## Provided passage
◆ ◆ ◆
An overview of our process for vectorization of an RGB-D image

Current diffusion curve image representations consist of relatively sparse sets of disconnected curves, each of which must be edited individually rather than at the level of the objects in the image. Although Xie et al. [32] employed a hierarchy of multiresolution diffusion curves to make their results more editable, their method was limited to rendering at multiple levels of visual abstraction and could not support shape and color editing. Our method combines color and depth information and is therefore capable of defining diffusion curves that align accurately with both important image features and object contours. As a result, we can edit vector images at a higher semantic level than what was previously possible, by recognizing the relationship between an object and the diffusion curves that represent it.

As reliable and affordable RGB-D sensors become widely available, new work has utilized depth information to simplify common challenges in computer vision and computer graphics, in both 2D and 3D. KinectFusion [15] creates high-quality 3D models in real time from the live depth data captured by a moving Kinect camera. Song and Xiao presented deep learning techniques for 3D object detection in RGB-D images [25, 26], demonstrating improved performance and quality over state-of-the-art methods based on RGB images alone. Ge et al. introduced a 3D hand pose estimation method, using multi-view CNNs with depth cues, to fully recover 3D information about hand joints [5].

In some work, depth information is simply treated as an extra channel appended to the three color channels in an image, providing an additional source of information within the framework of existing image processing algorithms. Gupta et al. proposed a method for edge detection and image segmentation by combining RGB image and depth information effectively [6]. Shen et al. presented a depth-aware single-image seam carving method based on images captured by a Kinect sensor [24]. The results are improved by calculating the seam carving energy from both the RGB color image and its corresponding depth map. Sun et al. proposed a layered RGB-D scene flow estimation method by decomposing a scene into moving layers ordered in the depth map [27]. Wang et al. developed a multi-camera system to generate a high-resolution color image with an accurate depth map. It reproduces many of the effects possible with light-field cameras, including image defocus [30]. Inspired by these methods, we propose to use depth information from RGB-D data to improve the quality of image vectorization.
◆ ◆ ◆
Pointing dataset records
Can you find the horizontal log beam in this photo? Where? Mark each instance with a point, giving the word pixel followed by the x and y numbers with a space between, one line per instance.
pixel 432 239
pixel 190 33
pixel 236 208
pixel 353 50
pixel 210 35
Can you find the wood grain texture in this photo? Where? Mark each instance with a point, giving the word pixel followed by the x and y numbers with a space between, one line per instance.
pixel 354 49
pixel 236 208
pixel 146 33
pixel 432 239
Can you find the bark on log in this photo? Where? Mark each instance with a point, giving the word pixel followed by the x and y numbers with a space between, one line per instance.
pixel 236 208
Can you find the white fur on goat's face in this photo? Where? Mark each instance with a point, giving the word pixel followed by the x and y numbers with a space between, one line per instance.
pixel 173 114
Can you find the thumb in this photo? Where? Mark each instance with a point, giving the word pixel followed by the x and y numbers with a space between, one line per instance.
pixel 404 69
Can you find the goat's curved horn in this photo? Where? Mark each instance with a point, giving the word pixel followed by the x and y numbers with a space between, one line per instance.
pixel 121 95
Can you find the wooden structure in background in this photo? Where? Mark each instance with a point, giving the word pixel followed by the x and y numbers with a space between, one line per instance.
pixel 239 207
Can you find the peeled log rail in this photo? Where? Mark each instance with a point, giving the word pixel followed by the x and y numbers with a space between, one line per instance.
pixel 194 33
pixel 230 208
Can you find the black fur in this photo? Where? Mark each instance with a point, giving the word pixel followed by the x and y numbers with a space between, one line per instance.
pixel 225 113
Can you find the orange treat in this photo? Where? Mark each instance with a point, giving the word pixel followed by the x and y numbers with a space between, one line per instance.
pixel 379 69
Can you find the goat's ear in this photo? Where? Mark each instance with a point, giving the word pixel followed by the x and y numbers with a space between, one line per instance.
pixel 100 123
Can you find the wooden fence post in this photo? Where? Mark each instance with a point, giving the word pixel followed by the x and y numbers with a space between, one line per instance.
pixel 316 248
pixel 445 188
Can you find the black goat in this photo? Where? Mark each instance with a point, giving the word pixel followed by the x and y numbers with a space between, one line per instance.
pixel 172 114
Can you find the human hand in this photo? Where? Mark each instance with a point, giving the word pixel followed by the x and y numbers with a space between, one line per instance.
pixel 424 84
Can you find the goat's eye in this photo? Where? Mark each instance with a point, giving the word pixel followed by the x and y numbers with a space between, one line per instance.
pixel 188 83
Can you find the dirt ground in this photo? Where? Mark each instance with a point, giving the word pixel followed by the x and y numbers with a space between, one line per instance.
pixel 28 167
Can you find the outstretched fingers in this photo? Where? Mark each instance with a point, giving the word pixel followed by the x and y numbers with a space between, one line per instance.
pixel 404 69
◆ ◆ ◆
## Challenge A
From the RGB-D vectorization text, transcribe the part starting at "An overview of" and ending at "that represent it.".
## Challenge B
List every researcher or group of researchers that the RGB-D vectorization text names as authors of prior work.

## Correct result A
An overview of our process for vectorization of an RGB-D image

Current diffusion curve image representations consist of relatively sparse sets of disconnected curves, each of which must be edited individually rather than at the level of the objects in the image. Although Xie et al. [32] employed a hierarchy of multiresolution diffusion curves to make their results more editable, their method was limited to rendering at multiple levels of visual abstraction and could not support shape and color editing. Our method combines color and depth information and is therefore capable of defining diffusion curves that align accurately with both important image features and object contours. As a result, we can edit vector images at a higher semantic level than what was previously possible, by recognizing the relationship between an object and the diffusion curves that represent it.

## Correct result B
- Xie et al.
- Song and Xiao
- Ge et al.
- Gupta et al.
- Shen et al.
- Sun et al.
- Wang et al.